• EXTRACTED INFORMATION:
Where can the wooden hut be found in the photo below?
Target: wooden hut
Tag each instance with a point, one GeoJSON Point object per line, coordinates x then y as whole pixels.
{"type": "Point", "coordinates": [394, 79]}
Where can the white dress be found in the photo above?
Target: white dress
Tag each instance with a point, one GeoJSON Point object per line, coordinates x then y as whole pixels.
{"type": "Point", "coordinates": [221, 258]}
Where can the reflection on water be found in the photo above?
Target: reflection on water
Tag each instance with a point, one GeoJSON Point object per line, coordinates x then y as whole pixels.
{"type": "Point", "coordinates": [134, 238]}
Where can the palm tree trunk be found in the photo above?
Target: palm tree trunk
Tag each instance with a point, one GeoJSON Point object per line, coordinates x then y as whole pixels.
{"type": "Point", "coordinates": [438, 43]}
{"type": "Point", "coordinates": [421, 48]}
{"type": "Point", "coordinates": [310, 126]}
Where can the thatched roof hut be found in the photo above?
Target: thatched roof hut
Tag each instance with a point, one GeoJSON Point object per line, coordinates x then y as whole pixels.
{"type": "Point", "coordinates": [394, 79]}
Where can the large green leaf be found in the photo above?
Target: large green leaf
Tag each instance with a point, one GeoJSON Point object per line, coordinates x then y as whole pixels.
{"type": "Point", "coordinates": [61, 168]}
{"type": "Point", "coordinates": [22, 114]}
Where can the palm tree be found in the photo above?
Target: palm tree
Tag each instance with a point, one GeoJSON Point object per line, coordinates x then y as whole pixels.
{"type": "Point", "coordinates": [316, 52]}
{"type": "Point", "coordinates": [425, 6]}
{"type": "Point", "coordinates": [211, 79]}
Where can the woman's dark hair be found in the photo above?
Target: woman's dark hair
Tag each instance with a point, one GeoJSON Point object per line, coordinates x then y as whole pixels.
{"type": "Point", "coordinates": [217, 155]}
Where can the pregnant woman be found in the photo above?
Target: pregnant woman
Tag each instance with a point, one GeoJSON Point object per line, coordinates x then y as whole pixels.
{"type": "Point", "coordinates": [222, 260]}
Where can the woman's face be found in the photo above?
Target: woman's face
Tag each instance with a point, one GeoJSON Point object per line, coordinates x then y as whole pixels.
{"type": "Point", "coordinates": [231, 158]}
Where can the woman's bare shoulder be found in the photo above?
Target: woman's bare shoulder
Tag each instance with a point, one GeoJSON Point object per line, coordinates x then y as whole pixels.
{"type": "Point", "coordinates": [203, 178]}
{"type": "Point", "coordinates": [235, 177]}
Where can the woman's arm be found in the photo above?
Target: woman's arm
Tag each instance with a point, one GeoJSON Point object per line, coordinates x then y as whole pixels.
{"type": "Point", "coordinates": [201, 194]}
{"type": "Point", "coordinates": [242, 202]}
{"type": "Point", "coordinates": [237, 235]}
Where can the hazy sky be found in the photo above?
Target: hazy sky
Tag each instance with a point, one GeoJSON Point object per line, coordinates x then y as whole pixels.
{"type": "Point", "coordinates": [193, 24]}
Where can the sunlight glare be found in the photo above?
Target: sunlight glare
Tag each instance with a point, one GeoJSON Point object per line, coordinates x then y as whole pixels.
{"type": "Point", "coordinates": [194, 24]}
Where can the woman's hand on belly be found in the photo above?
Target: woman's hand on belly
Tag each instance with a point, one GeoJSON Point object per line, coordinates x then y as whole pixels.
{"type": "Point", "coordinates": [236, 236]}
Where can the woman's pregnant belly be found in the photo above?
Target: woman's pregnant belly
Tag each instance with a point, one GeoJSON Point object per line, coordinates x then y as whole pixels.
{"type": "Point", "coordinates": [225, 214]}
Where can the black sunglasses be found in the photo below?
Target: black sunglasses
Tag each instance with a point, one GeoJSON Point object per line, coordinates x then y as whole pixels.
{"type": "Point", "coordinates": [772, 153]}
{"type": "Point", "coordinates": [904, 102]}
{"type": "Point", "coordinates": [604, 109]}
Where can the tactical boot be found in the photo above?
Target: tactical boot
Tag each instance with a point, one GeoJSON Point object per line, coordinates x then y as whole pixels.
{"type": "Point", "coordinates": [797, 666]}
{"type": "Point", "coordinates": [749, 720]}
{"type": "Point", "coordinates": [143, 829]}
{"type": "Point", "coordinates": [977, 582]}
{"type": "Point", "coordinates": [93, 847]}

• ACTIVITY:
Which lines contain "palm"? Copy each of them from the listing.

• WRITTEN RESPONSE:
Where can the palm tree trunk be found in the photo above?
Target: palm tree trunk
Where can the palm tree be found in the photo above?
Target: palm tree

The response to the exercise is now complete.